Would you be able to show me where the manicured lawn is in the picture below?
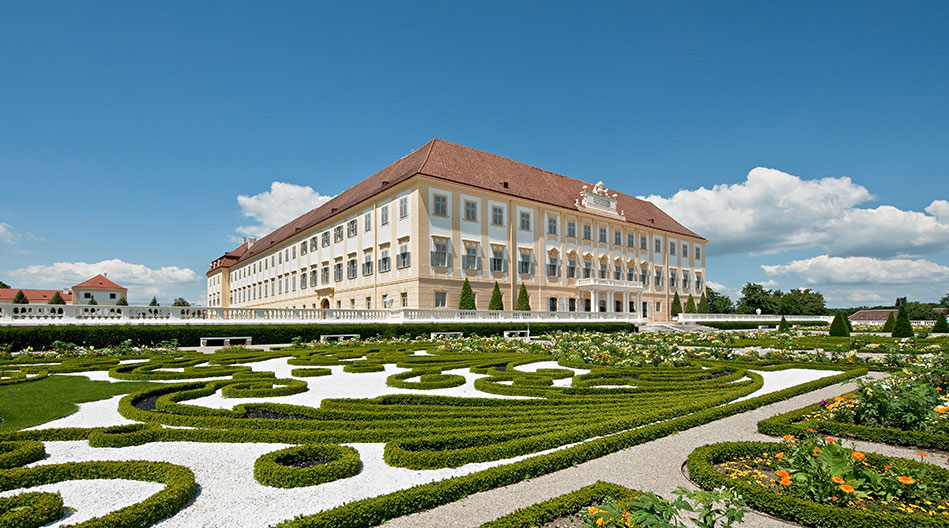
[0,376,155,431]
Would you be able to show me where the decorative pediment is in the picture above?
[576,182,626,220]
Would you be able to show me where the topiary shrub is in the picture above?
[488,281,504,310]
[458,278,477,310]
[892,306,913,337]
[514,283,531,312]
[830,312,850,337]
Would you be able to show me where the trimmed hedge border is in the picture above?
[686,442,949,528]
[254,444,362,488]
[758,403,949,451]
[478,481,643,528]
[0,322,636,350]
[0,491,64,528]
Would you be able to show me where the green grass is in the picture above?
[0,376,155,431]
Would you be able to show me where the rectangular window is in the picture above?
[491,248,506,272]
[465,200,478,222]
[491,205,504,225]
[432,194,448,216]
[346,257,356,280]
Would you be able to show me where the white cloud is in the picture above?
[237,181,332,237]
[0,222,20,244]
[646,167,949,257]
[9,259,200,301]
[761,255,949,285]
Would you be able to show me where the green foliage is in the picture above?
[488,281,504,310]
[669,292,682,317]
[778,315,791,333]
[254,444,362,488]
[458,278,477,310]
[47,292,66,304]
[0,374,154,431]
[830,312,850,337]
[883,312,896,332]
[514,283,531,312]
[685,293,696,313]
[891,305,914,338]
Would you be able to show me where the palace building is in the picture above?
[207,139,706,321]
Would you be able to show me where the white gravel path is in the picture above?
[0,479,164,528]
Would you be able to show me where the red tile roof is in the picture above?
[233,138,704,267]
[72,273,128,291]
[0,288,72,304]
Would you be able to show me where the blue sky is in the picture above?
[0,1,949,306]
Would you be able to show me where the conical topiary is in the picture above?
[778,315,791,333]
[883,312,896,332]
[699,295,712,313]
[669,292,682,317]
[458,279,475,310]
[891,305,913,337]
[685,293,695,313]
[13,290,30,304]
[47,292,66,304]
[488,281,504,310]
[932,312,949,334]
[514,283,531,312]
[830,312,850,337]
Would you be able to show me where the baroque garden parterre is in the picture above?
[0,331,949,526]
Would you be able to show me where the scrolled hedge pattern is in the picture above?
[686,442,949,528]
[254,444,362,488]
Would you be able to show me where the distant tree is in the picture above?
[458,279,476,310]
[778,315,791,333]
[685,293,696,313]
[46,292,66,304]
[669,292,682,317]
[488,281,504,310]
[514,283,531,312]
[830,312,850,337]
[883,312,896,332]
[705,287,735,313]
[891,303,913,337]
[736,282,777,314]
[932,314,949,334]
[698,294,712,313]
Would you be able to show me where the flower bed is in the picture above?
[687,436,949,528]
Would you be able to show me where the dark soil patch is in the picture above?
[244,411,316,420]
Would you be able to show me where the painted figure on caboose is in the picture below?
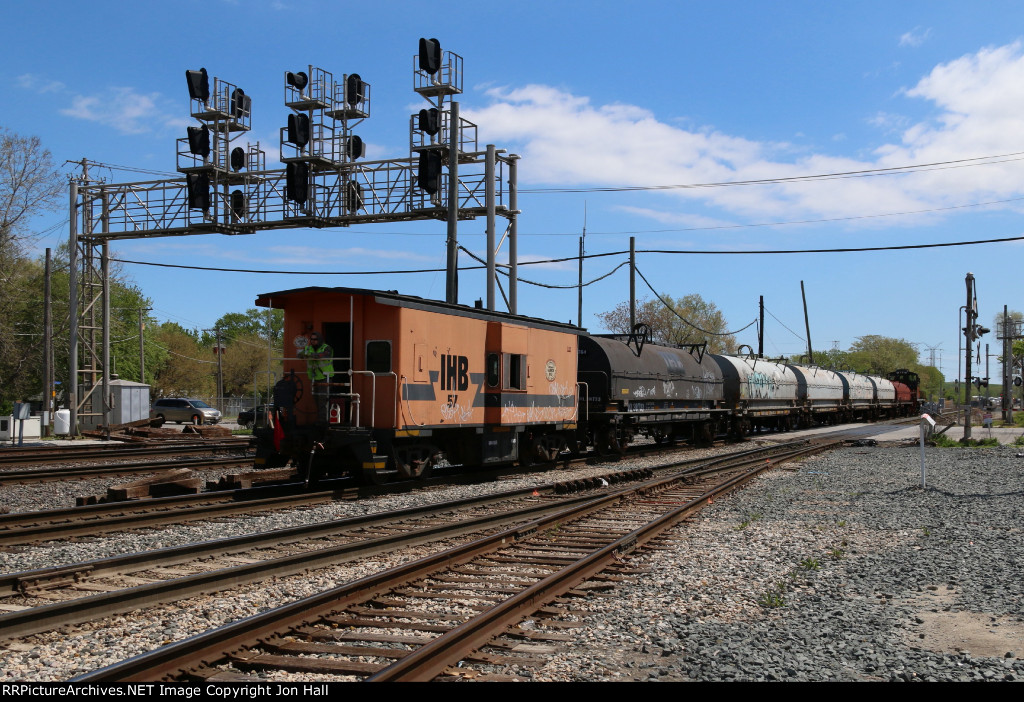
[296,332,334,422]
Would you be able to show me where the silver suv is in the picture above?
[150,397,220,424]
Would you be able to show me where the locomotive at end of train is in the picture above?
[256,288,579,483]
[254,288,919,484]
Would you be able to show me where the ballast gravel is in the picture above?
[0,446,1024,682]
[534,446,1024,682]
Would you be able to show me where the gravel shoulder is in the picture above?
[543,446,1024,682]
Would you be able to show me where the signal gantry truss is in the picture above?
[70,39,518,432]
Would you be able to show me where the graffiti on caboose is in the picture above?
[440,397,473,424]
[548,383,575,406]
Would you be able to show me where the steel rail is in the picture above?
[0,437,250,466]
[0,490,606,640]
[0,441,802,545]
[0,455,253,485]
[72,445,825,683]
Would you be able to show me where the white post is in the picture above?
[921,414,935,490]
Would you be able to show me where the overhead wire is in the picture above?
[519,151,1024,194]
[765,307,807,343]
[111,229,1024,276]
[636,268,758,337]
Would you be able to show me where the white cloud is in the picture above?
[15,73,66,93]
[60,88,174,134]
[899,27,932,48]
[464,42,1024,225]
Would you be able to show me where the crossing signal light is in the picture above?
[285,161,309,205]
[416,150,441,194]
[345,135,367,161]
[231,146,246,173]
[188,125,210,159]
[185,69,210,102]
[185,173,210,210]
[419,107,441,136]
[345,73,367,107]
[231,88,253,120]
[285,71,309,92]
[420,38,441,76]
[231,190,248,222]
[287,115,309,148]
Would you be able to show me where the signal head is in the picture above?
[420,38,441,76]
[285,71,309,92]
[185,69,210,102]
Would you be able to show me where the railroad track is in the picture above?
[0,446,798,547]
[75,443,836,682]
[0,470,651,640]
[0,437,249,468]
[0,449,253,485]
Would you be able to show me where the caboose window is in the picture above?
[505,353,526,390]
[487,353,502,388]
[367,341,391,372]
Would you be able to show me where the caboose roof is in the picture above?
[256,286,586,334]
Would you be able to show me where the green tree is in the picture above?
[146,321,217,398]
[848,335,920,376]
[0,129,63,409]
[597,293,736,353]
[208,307,285,344]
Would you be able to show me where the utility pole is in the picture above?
[964,273,978,440]
[800,280,814,365]
[577,203,587,328]
[444,102,459,305]
[43,249,53,436]
[138,307,153,384]
[214,326,224,412]
[630,236,637,334]
[758,295,765,358]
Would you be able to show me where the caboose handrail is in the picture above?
[348,368,398,429]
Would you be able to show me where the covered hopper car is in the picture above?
[254,288,916,483]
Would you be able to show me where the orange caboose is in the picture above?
[256,288,578,477]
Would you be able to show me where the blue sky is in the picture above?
[8,0,1024,390]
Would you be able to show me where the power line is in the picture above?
[519,151,1024,194]
[111,229,1024,276]
[636,268,758,337]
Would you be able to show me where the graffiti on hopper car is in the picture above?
[746,370,778,400]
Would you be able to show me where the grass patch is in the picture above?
[758,582,785,609]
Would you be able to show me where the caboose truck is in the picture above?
[256,288,579,483]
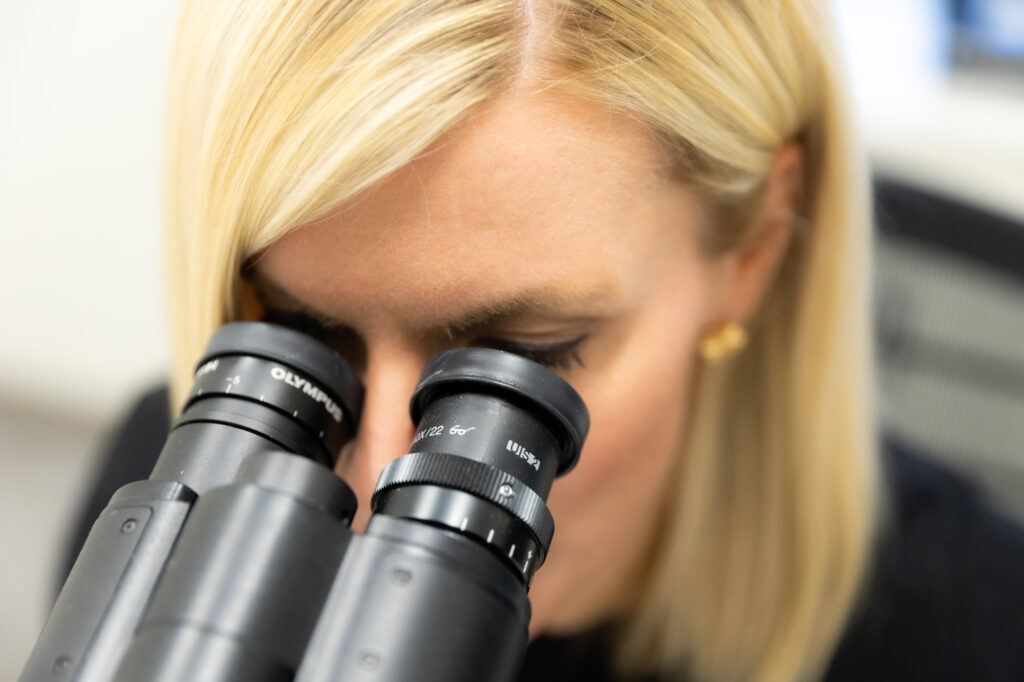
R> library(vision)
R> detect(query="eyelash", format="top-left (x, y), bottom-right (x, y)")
top-left (263, 307), bottom-right (587, 371)
top-left (479, 334), bottom-right (587, 371)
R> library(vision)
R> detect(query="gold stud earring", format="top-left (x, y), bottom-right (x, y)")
top-left (700, 322), bottom-right (746, 365)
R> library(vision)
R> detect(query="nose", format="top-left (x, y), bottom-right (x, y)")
top-left (335, 350), bottom-right (426, 531)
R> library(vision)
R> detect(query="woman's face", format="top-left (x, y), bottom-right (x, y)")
top-left (253, 89), bottom-right (726, 633)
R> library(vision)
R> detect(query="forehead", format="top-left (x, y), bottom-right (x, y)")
top-left (259, 89), bottom-right (696, 324)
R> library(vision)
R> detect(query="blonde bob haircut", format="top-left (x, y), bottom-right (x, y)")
top-left (165, 0), bottom-right (881, 681)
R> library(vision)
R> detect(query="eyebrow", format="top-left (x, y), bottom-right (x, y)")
top-left (245, 270), bottom-right (620, 339)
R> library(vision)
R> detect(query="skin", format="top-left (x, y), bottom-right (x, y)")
top-left (253, 87), bottom-right (801, 634)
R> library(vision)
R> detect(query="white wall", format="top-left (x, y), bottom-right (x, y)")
top-left (0, 0), bottom-right (177, 421)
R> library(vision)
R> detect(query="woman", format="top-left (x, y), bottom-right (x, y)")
top-left (146, 0), bottom-right (1015, 680)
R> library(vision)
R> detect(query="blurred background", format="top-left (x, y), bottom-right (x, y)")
top-left (0, 0), bottom-right (1024, 679)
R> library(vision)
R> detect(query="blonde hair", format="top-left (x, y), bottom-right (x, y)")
top-left (165, 0), bottom-right (879, 681)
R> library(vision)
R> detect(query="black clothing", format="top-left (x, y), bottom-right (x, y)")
top-left (61, 389), bottom-right (1024, 682)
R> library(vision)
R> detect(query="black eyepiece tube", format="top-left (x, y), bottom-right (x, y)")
top-left (19, 323), bottom-right (589, 682)
top-left (296, 348), bottom-right (589, 682)
top-left (18, 323), bottom-right (362, 682)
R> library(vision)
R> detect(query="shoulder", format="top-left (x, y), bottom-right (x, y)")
top-left (826, 442), bottom-right (1024, 682)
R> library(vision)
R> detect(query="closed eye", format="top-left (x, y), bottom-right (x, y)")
top-left (476, 334), bottom-right (587, 371)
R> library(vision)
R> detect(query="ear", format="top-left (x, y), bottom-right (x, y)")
top-left (715, 142), bottom-right (804, 325)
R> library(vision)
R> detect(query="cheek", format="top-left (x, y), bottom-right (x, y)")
top-left (551, 276), bottom-right (699, 542)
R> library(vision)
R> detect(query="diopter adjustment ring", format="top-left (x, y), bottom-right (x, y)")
top-left (370, 453), bottom-right (555, 553)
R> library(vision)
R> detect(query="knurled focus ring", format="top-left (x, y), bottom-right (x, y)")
top-left (370, 453), bottom-right (555, 551)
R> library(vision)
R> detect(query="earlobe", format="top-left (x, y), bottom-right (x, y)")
top-left (712, 141), bottom-right (805, 327)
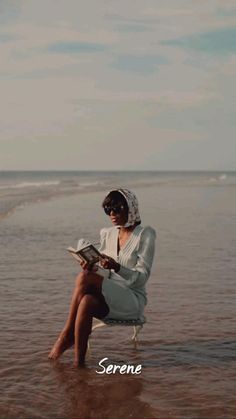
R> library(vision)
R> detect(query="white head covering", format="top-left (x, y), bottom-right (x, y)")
top-left (106, 189), bottom-right (141, 227)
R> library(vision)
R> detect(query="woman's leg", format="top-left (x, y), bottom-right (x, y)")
top-left (48, 271), bottom-right (109, 359)
top-left (74, 294), bottom-right (109, 366)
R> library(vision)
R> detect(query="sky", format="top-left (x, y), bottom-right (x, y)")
top-left (0, 0), bottom-right (236, 171)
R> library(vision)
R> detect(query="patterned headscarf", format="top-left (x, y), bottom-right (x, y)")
top-left (108, 189), bottom-right (141, 227)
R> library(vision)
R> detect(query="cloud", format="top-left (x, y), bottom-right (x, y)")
top-left (112, 54), bottom-right (168, 75)
top-left (161, 27), bottom-right (236, 55)
top-left (46, 41), bottom-right (107, 54)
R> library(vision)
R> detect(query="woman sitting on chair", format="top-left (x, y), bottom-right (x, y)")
top-left (49, 189), bottom-right (156, 366)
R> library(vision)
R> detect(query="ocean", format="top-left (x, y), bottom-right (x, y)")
top-left (0, 171), bottom-right (236, 419)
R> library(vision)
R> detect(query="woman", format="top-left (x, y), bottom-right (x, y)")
top-left (49, 189), bottom-right (156, 366)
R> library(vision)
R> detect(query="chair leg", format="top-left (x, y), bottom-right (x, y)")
top-left (132, 325), bottom-right (143, 342)
top-left (88, 322), bottom-right (107, 351)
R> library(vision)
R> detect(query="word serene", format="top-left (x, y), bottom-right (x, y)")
top-left (96, 358), bottom-right (142, 374)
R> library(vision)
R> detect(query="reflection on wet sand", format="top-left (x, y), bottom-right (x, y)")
top-left (53, 363), bottom-right (155, 419)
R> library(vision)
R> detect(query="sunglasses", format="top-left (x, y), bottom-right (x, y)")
top-left (104, 204), bottom-right (125, 215)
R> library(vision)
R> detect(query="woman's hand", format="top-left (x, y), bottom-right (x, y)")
top-left (100, 254), bottom-right (120, 272)
top-left (80, 261), bottom-right (98, 272)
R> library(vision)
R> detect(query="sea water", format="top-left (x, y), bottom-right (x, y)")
top-left (0, 172), bottom-right (236, 419)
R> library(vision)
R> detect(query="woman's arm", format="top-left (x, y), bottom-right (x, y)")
top-left (101, 227), bottom-right (156, 287)
top-left (118, 227), bottom-right (156, 287)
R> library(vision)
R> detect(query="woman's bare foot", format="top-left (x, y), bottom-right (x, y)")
top-left (48, 332), bottom-right (74, 360)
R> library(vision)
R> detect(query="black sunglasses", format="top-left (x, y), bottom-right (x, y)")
top-left (104, 204), bottom-right (125, 215)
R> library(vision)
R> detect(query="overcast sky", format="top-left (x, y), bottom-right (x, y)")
top-left (0, 0), bottom-right (236, 170)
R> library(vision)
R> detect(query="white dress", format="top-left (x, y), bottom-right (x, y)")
top-left (98, 225), bottom-right (156, 320)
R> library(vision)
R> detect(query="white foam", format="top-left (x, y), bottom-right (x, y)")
top-left (0, 180), bottom-right (60, 189)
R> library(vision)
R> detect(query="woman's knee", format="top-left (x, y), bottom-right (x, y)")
top-left (75, 271), bottom-right (88, 287)
top-left (79, 294), bottom-right (99, 313)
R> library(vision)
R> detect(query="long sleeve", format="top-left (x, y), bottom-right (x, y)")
top-left (118, 227), bottom-right (156, 288)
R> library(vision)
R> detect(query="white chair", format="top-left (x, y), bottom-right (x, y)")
top-left (88, 317), bottom-right (146, 349)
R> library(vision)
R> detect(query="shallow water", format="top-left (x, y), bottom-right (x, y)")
top-left (0, 175), bottom-right (236, 419)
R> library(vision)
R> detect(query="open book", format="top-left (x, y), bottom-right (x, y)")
top-left (67, 243), bottom-right (102, 265)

* BRIEF:
Please pull out the part of the entries that begins with the line containing "Would you be able to show me where the rectangular" and ends with the line containing "[0,479,164,528]", both lines included, and reproduce it unchanged with nothing else.

* WRITTEN ANSWER:
Would you be able to show me where the rectangular window is in the picture above?
[491,248,506,272]
[465,200,478,222]
[491,205,504,225]
[432,194,448,216]
[346,257,356,280]
Would you be able to show me where the white cloud is in the picture above?
[237,181,332,237]
[0,222,20,244]
[646,167,949,257]
[9,259,200,301]
[761,255,949,285]
Would you be able to show me where the green foliage is in the picture above?
[488,281,504,310]
[669,292,682,317]
[778,315,791,333]
[254,444,362,488]
[458,278,477,310]
[47,292,66,304]
[0,374,154,431]
[830,312,850,337]
[883,312,896,332]
[514,283,531,312]
[685,293,696,313]
[891,305,914,338]
Would you be able to show me where the palace building is in the picture above?
[207,139,706,321]
Would you be able to show me where the white gravel path is in the picture above?
[0,479,164,528]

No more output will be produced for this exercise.